__Exercise task__
Carry the passage about flying to the airstrip at Newton, New Jersey, forward from its last sentence.

__Given passage__
•••

Apparently that is what he decides to do. He tells the other pilot he is leaving the frequency.
In this soup my mere 84 knots is a blessing—I have time enough to study the roads and lakes, consult the chart, then recheck. That little village is on the south end of that lake, by the dam, and the highway runs off to the northwest. Hmmm. Yes, that makes it this little lake right here. Confident in my decision, I uncap my pen and X the chart. A glance at my watch for the time, which I scribble beside the X.
Studying the chart requires that I look down into my lap, with my head bent, so I momentarily lose sight of the outside world. This is slightly disorienting, but I still have my right hand upon the stick and that keeps me in touch with how she’s flying. Writing on the chart with my right hand requires that I release the stick, and this is more disorienting. In that moment, with my head bent, my eyes focused on the chart, and the
Queen
flying as the trim and the wind currents dictate, I experience a touch of vertigo, or spatial disorientation. The sides of the cockpit completely block any glimpse of the outside world from my peripheral vision. For these seconds my entire universe consists of the chart in my lap, the sides of the cockpit, and the sensations of motion unrelated to this tiny visual world.
Sometimes after I get my little X in precisely the right spot upon the chart, I must look up for a few seconds and put my hand back on the stick until I assure myself that all is well— until my body’s sense of balance stabilizes—before I can again devote myself to the chore of marking the time beside the X. Turbulence, or chop, worsens the vertigo.
An artificial horizon on the instrument panel that I could keep within my visual scan would prevent the sensation of spatial disorientation since I have spent many hours flying instruments and am quite comfortable in that environment. But if I do this enough in the
Cannibal
Queen, I should become used to the sensations and will stop feeling that jolt of anxiety—twinge of panic?—that accompanies vertigo.
The strip at Newton, New Jersey, is south of a small lake. I eye the wind sock, make an unanswered call on Unicom, then land to the south.
The fuel pump is in a grassy area off the northern end of the runway. Several small airplanes are tied down nearby. There is no office, just a shed and two houses. I kill the engine and unstrap. When I am out of the plane and lighting my pipe, a man walks over from one of the houses.

•••

__Record list__
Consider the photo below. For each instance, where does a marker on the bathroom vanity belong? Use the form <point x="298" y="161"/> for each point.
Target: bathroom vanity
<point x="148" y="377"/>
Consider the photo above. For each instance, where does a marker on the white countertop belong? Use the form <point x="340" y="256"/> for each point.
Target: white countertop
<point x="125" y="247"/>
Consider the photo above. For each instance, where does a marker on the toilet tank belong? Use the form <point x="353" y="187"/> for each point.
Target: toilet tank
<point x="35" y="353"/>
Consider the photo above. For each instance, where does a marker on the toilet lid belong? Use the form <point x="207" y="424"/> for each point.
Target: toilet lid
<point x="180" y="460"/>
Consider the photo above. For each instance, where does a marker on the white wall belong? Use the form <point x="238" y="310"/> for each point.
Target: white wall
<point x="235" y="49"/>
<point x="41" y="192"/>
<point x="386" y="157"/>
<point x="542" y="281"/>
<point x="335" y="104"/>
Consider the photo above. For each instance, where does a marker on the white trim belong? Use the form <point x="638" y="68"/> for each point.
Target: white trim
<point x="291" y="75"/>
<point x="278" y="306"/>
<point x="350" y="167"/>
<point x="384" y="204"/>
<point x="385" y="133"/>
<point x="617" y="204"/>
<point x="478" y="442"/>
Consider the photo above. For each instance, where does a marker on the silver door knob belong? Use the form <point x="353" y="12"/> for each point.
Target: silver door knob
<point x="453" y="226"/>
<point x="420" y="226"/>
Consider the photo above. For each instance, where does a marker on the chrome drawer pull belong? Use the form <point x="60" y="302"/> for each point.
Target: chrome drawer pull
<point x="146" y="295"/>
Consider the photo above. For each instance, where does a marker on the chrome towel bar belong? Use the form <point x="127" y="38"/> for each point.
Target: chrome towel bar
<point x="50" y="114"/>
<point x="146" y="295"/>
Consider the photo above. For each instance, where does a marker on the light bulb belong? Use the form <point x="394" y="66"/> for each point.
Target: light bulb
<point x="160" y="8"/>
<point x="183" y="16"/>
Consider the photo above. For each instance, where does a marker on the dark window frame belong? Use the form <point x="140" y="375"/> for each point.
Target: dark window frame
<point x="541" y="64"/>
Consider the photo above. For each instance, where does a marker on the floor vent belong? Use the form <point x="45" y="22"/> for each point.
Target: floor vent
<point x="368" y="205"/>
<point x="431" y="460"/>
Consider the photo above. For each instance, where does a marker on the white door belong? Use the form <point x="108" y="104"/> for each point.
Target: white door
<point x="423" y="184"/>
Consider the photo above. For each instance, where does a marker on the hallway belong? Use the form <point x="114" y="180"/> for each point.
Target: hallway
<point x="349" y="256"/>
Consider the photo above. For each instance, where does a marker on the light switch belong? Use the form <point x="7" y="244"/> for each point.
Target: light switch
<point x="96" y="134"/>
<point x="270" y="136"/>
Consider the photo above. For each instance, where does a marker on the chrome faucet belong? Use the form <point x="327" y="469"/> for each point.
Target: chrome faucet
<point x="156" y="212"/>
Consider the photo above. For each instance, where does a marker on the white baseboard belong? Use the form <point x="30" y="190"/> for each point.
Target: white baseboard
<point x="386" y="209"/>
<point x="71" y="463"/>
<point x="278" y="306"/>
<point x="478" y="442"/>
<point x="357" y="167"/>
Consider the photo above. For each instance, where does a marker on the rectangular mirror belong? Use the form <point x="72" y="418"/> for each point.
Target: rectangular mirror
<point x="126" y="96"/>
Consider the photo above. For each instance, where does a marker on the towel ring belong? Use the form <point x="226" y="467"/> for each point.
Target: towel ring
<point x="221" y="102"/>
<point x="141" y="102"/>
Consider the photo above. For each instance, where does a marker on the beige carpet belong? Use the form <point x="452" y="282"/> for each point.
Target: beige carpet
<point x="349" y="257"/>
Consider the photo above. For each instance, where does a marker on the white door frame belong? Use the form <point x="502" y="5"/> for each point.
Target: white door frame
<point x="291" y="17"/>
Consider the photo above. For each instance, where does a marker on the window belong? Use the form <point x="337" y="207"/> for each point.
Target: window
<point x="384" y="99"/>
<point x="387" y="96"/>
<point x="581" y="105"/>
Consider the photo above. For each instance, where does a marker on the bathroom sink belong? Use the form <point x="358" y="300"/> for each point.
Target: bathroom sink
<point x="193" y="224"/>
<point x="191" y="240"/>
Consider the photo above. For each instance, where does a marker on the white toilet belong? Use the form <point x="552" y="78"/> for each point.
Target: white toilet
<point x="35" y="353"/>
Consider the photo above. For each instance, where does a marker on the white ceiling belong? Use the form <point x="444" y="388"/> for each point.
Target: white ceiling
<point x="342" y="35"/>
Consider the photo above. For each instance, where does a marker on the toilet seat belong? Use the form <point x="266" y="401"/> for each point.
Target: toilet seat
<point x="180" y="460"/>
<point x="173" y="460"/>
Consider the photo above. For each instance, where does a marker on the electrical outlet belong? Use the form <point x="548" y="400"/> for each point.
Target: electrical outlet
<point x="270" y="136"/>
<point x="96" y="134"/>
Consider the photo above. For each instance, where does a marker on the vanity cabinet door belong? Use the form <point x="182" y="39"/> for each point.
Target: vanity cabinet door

•••

__Output__
His name is Richard Jump. After I fuel and pay him, I learn that he is a financial printer by trade and is merely here for a week of business on Wall Street. This Sunday he is visiting his parents. Where’s home? Littleton, Colorado, a suburb of Denver. We visit awhile, look at the sky, then I get back in the
Queen
and am on my way.
Going east toward the Hudson River, I fly out from under the front. The temperature at 2,000 feet cools markedly. Now I am on the cold side of this rascal and the visibility gets better quickly, a lot better, as I chill in the cockpit.
With the wide river of Henry Hudson spreading under me, I turn north to fly up the river. Everything is green, luxuriant, and the scale of the river and valley is such that all the man-made items below appear miniaturized. I cross above model bridges and pass tiny cities and towns. The Military Academy at West Point goes by under the left wing.
The guy in the control tower at Dutchess County Airport cheerfully allows me to fly through his airspace. I pass Poughkeepsie and boresight Rhinebeck, New York, where I know the Old Rhinebeck Aerodrome is located. It is not on any chart, but I have read of Cole Palen’s flying circus of World War I airplanes for years and intend to stop. I’ll land at a public strip near Rhinebeck, Sky Park, if I can get there before I freeze to death.
While I am scanning for the Sky Park airport, I spot a red biplane down low, just above the trees.
This is the place! Aha! Two or three brightly colored biplanes, a grass strip amid tall trees, a grandstand full of people. Luckily I am still at 2,000 feet, so I am no hazard to the performing pilots. I fly over them just the one time and enter the Sky Park traffic pattern.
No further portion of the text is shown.